There is, however a price that must be paid for introducing new fields into the mathematical machinery. Not only do they break symmetries, but they can also give the vacuum state an enormous latent energy that, curiously, behaves just like Lambda in cosmological models.

The embarrassment of having to resurrect the obsolete quantity Lambda is compounded when unification theories are used to predict its value. Instead of being at best a vanishingly minor ingredient to the universe, the predicted values are in some instances 10 to the power of 120 times greater than even the most generous astronomical upper limits!

It is an unpleasant fact of life for physicists that the best candidates for the Theory of Everything always have to be fine-tuned to get rid of their undesirable cosmological consequences. Without proper adjustment, these candidates may give correct predictions in the microscopic world of particle physics, but predict a universe which on its largest scales looks very different from the one we inhabit.

Like a messenger from the depths of time, the smallness – or absence – of the cosmological constant today is telling us something important about how to craft a correct Theory of Everything. It is a signpost of the way Nature’s symmetries are broken at low energy, and a nagging reminder that our understanding of the physical world is still incomplete in some fundamental way.

A LIKELY STORY

Most physicists expect the Theory of Everything will describe gravity the same way we now describe matter and the strong, weak and electromagnetic forces – in the language of quantum mechanics. Gravity is, after all, just another force in Nature. So far this has proven elusive, due in part to the sheer complexity of the equations of general relativity. Scientists since Einstein have described gravity ( as well as space and time) in purely geometric terms. Thus we speak of gravity as the “curvature of space-time”.
● ● ● ● ●
JOBS
- 1) According to the passage on the cosmological constant, why must the best candidates for the Theory of Everything always be fine-tuned? Answer in one to three sentences.
- 2) Write a continuation of the passage on the cosmological constant and the Theory of Everything, beginning after its final sentence.
The records play no part in this work.
● ● ● ● ●
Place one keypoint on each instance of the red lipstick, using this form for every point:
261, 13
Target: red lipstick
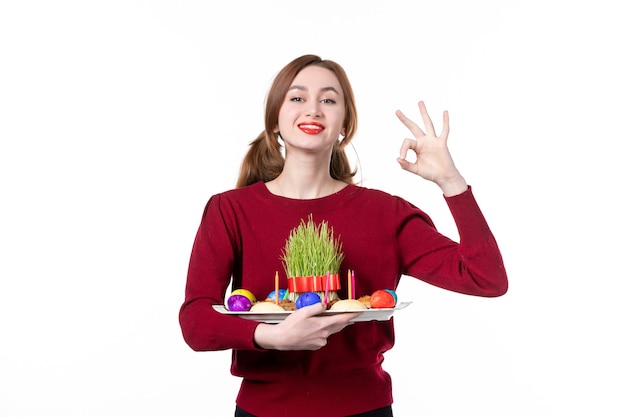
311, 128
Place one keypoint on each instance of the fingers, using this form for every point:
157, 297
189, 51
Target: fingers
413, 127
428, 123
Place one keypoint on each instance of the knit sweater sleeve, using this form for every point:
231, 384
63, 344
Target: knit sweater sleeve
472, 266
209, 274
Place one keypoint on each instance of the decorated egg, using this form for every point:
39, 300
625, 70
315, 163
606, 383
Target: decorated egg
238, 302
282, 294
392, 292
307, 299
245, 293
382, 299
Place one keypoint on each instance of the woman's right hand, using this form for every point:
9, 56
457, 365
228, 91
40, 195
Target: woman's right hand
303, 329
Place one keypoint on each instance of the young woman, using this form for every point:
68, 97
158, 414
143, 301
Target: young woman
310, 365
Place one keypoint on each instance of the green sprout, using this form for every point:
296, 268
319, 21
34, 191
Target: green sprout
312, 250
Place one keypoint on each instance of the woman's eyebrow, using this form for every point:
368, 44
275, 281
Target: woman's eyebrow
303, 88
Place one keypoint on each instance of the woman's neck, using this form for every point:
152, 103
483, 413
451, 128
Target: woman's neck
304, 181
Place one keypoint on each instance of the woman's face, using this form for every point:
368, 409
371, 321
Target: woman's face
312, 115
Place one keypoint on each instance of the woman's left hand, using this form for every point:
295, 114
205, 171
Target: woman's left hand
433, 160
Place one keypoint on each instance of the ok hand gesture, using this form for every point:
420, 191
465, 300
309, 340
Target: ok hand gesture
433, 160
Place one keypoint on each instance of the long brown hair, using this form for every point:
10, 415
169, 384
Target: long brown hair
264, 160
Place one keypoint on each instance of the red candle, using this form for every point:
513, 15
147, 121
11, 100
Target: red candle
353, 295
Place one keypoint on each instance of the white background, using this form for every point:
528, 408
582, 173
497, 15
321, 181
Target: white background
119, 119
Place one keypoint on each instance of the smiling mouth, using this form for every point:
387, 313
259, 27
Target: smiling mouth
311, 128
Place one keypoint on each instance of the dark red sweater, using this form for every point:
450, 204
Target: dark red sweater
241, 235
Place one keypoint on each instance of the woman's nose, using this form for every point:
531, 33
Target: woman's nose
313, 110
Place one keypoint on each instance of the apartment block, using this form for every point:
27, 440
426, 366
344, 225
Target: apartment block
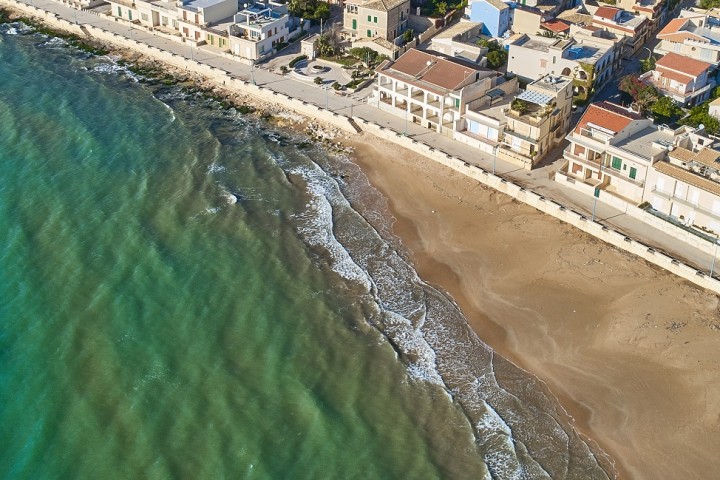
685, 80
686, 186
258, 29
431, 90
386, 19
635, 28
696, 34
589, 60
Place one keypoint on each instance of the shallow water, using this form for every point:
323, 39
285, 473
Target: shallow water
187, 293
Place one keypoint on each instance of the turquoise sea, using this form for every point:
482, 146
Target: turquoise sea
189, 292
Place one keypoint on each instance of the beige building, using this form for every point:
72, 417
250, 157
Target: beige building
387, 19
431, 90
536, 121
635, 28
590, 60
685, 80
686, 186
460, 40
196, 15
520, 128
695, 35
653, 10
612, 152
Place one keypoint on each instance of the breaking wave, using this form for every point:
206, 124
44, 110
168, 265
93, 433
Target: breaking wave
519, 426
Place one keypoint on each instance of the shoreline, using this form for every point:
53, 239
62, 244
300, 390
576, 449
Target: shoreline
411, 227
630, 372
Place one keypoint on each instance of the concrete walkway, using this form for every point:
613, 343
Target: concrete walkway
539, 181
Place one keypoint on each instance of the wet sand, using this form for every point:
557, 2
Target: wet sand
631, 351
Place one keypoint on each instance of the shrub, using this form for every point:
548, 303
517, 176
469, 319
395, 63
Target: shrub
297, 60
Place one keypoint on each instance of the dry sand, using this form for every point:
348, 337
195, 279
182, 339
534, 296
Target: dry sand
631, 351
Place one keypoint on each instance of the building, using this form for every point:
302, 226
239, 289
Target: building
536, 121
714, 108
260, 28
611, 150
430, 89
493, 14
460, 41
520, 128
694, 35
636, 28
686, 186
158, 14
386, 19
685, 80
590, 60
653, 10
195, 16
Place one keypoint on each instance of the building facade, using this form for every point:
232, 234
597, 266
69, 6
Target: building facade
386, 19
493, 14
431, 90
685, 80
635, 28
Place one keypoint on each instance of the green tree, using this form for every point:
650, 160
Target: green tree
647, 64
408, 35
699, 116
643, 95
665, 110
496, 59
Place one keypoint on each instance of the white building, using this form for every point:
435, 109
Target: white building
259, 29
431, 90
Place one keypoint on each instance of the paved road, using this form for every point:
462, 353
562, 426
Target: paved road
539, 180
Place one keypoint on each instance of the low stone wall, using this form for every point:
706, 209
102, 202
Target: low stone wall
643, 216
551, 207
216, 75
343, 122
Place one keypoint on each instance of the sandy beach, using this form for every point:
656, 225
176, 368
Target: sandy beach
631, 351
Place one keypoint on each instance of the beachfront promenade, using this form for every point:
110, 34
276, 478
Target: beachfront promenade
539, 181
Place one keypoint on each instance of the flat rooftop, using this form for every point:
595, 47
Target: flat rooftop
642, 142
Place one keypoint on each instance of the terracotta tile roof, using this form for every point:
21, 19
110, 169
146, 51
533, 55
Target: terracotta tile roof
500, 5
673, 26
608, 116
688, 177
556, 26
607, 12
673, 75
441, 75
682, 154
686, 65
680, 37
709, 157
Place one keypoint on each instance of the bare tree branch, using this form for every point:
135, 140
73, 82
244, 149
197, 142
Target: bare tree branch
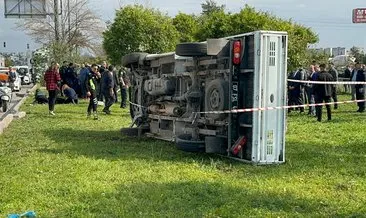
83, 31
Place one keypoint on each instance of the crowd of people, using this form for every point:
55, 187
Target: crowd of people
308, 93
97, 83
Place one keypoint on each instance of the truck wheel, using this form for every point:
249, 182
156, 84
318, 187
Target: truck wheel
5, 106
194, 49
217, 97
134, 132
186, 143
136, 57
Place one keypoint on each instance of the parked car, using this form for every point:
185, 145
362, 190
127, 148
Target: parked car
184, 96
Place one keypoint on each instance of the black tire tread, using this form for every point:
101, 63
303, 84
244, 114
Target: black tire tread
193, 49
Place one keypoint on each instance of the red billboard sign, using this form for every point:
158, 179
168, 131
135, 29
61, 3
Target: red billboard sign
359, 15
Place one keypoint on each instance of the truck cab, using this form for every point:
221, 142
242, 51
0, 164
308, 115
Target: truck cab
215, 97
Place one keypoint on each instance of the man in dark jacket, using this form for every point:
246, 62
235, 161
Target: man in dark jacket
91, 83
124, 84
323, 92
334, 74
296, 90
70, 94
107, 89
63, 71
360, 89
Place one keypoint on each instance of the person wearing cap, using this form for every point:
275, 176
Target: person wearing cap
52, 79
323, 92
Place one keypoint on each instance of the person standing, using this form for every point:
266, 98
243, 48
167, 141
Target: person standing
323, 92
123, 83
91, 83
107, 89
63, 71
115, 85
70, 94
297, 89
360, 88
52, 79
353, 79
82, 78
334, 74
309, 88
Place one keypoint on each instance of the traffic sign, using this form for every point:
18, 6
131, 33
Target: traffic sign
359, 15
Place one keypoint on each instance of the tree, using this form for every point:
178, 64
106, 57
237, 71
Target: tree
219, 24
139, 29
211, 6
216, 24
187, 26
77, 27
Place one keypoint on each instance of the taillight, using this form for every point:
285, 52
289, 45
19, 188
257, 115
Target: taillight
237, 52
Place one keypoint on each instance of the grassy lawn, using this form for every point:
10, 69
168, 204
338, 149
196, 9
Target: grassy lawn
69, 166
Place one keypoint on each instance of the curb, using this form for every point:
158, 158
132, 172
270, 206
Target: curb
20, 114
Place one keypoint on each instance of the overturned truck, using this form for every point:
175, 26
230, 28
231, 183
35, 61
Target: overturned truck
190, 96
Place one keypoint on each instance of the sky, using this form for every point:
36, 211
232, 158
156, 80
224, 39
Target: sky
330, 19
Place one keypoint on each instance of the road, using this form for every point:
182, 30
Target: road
● ● ● ● ●
THE ANSWERS
- 1) They must be fine-tuned to get rid of their undesirable cosmological consequences. Without proper adjustment, they may give correct predictions in the microscopic world of particle physics, but they predict a universe that looks very different on its largest scales from the one we inhabit.

- 2)
To acheive complete unification, the dialects of quantum matter and geometric space have to be combined into a single language. Matter appears to be rather precisely described in terms of the language of quantum mechanics. Quarks and electrons exchange force-carrying particles such as photons and gluons and thereby feel the electromagnetic and strong nuclear forces. But, gravity is described by Einstein’s theory of general relativity as a purely geometric phenomenon. These geometric ideas of curvature and the dimensionality of space have nothing to do with quantum mechanics.

To unify these two great foundations of physics, a common language must be found. This new language will take some getting used to. In it, the distinction between matter and space dissolves away and is lost completely; matter becomes a geometric phenomenon, and at the same time, space becomes an exotic form of matter.

Beginning with work on a quantum theory of gravity by John Wheeler and Bryce DeWitt in the 1960’s, and continuing with the so-called superstring theory of John Schwartz and Michael Green in the 1980’s, a primitive version of such a ‘quantum-geometric’ language is emerging. Not surprisingly, it borrows many ideas from ordinary quantum mechanics.

A basic concept in quantum mechanics is that every system of elementary particles is defined by a mathematical quantity called a wave function. This function can be used, for example, to predict the probability of finding an electron at a particular place and time within an atom. Rather than a single quantity, the wave function is actually a sum over an infinite number of factors or ‘states’, each representing a possible measurement outcome. Only one of these states can be observed at a time.

By direct analogy, in quantum gravitation, the geometry of space-time, whether flat or curved, is only one of an infinite variety of geometric shapes for space-time, and therefore the universe. All of these possibilities are described as separate states in the wave function for the universe.

But what determines the probability that the universe will have the particular geometry we now observe out of the infinitude of others? In quantum mechanics, the likelihood that an electron is located somewhere within an atom is determined by the external electric field acting on it. That field is usually provided by the protons in the atomic nucleus. Could there be some mysterious field ‘outside’ our universe that determines its probability?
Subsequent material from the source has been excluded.